Required actions:
(a) Rewrite the daily energy data notebook between "# Source data" and "End date for the output's index to include.", inclusive, putting "Step_3_1_Results" in place of every "Step_3_1_Outputs".
(b) Carry on the daily energy data notebook from the point where it stops.

Source document:
# About
This notebook will produce all the final clean daily energy data for step 3.1C of the data processing for Module 1.

**This requires output from the previous steps - 2, 3.1A and 3.1B - so run those notebooks first**

---

**Required user input**

Update the cell below once each for the full years of 2019, 2020, 2021, and run the entire notebook for each.


In [None]:
year = '2021' # Update year - this is the year of data you are working on.

In [None]:
# Don't change these.

# Source data files from steps 2, 3.1A and 3.1B
source_directory_gas='Step_3_1_Outputs'
source_directory_elec='Step_3_1_Outputs'
source_filename_gas = 'Step_3_1A_Gas_'+year+'_daily.csv'
source_filename_elec = 'Step_3_1B_Elec_'+year+'_daily.csv'
source_directory_temperature = 'Step_2_Outputs'
source_filename_temperature = 'Step_2_Temp_'+str(year)+'_daily.csv'

index_start_date=year+'-01-01' # Start date for the output's index to include.
index_end_date=year+'-12-31' # End date for the output's index to include.

Given information:
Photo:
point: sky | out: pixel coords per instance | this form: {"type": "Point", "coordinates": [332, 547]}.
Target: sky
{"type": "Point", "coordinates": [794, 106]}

Final results:
(a)
# Source data files from steps 2, 3.1A and 3.1B
source_directory_gas='Step_3_1_Results'
source_directory_elec='Step_3_1_Results'
source_filename_gas = 'Step_3_1A_Gas_'+year+'_daily.csv'
source_filename_elec = 'Step_3_1B_Elec_'+year+'_daily.csv'
source_directory_temperature = 'Step_2_Outputs'
source_filename_temperature = 'Step_2_Temp_'+str(year)+'_daily.csv'

index_start_date=year+'-01-01' # Start date for the output's index to include.
index_end_date=year+'-12-31' # End date for the output's index to include.

(b)
output_directory= 'Module_1_final_outputs'
output_filename='annual_report_sm_daily_'+year+'.csv'

# Code

## Setup

In [None]:
import os
import pandas as pd
import numpy as np
import locations

In [None]:
# Load the source csvs
gas_daily_data = pd.read_csv(os.path.join(source_directory_gas,source_filename_gas),
                             index_col=['PUPRN','Read_date_effective_local'],
                            parse_dates=['Read_date_effective_local'])
elec_daily_data = pd.read_csv(os.path.join(source_directory_elec,source_filename_elec),
                              index_col=['PUPRN','Read_date_effective_local'],
                             parse_dates=['Read_date_effective_local'])

#Get list of grid_cells mapped to PUPRN, from the participant data file
puprn_to_grid_cell = pd.read_csv(os.path.join(locations.serl_data_path,locations.participant_data_file),
                                 usecols=['PUPRN','grid_cell'])

# Load the temperature data
temperature_daily_data = pd.read_csv(os.path.join(source_directory_temperature,source_filename_temperature),
                                     parse_dates=['Read_date_effective_local'],
                                     index_col=False)

## Process the data

In [None]:
# Merge the energy together, keeping everything
energy_daily_data = pd.merge(elec_daily_data,gas_daily_data,left_index=True,right_index=True,how='outer')
num_PUPRNS = len(energy_daily_data.index.get_level_values('PUPRN').unique())

In [None]:
# At this stage, we have all the clean readings for electricity and gas, net for electricity, based on hh data wherever possible, otherwise daily, otherwise missing.
# Rows for dates with no clean gas or electricity for a particular PUPRN are still missing for that particular PUPRN. 
# Final steps are to fill those in for each PUPRN, so there are rows of Nans for the full year for each PUPRN.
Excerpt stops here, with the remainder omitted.